** WHAT IS ASKED **
Output, word for word, every line from the line with "the window in" through the final line of the data below.

Lines of data
..............................

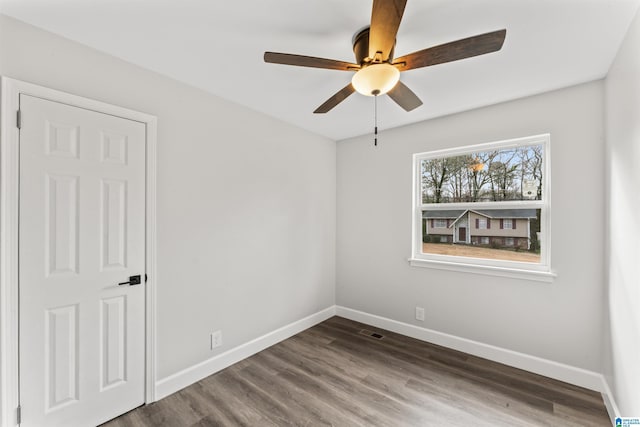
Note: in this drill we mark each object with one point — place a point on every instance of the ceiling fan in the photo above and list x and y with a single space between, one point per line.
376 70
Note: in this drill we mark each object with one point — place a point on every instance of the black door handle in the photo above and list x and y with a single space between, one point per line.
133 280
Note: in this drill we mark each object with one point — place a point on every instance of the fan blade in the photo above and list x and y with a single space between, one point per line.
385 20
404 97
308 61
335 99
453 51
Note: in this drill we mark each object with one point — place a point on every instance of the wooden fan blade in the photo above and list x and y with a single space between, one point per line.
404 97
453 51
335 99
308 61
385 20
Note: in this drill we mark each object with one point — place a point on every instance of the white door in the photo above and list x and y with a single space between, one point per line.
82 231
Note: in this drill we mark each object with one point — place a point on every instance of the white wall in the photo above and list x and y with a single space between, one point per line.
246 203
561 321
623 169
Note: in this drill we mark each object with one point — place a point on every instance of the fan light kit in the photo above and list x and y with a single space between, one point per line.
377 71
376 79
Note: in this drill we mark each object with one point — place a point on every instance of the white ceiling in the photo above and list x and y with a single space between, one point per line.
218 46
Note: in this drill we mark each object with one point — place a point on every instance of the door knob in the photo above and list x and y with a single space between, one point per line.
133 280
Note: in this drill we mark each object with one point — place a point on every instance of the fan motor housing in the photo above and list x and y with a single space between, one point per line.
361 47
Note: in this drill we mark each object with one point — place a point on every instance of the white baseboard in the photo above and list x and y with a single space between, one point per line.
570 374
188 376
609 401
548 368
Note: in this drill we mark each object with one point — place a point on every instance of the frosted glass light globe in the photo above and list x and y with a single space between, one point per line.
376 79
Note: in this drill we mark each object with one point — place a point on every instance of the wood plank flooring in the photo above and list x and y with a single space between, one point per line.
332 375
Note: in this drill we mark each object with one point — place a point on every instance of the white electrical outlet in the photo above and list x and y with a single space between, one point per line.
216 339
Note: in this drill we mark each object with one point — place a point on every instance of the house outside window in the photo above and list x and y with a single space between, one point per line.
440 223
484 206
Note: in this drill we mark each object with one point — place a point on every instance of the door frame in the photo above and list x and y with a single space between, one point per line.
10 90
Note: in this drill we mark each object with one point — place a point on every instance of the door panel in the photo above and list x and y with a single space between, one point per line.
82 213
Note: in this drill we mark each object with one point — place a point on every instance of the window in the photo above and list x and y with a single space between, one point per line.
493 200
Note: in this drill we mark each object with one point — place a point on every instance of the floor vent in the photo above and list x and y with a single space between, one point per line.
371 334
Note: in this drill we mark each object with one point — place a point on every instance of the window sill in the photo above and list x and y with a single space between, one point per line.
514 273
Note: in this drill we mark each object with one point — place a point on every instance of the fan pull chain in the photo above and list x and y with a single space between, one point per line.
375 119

..............................

** REPLY **
Note: in this drill we mark each object with one point — place a point on every instance of the window in the photo above and list x and y with a single space between, one point per line.
493 200
Note: in this drill we mark each object with one point — place a point on every instance of the floor vent in the photo above and list x and y with a single space between, one point per line.
371 334
Note: in this drill we mark each object with one point — place a point on every instance of the window sill in the photo above and list x and y with a single space between, one point per line.
514 273
Note: in this drill we mark each object with one point — place a point on every instance of the fan pull chain in the photo above and list x and y with a single space between, one point per line.
375 119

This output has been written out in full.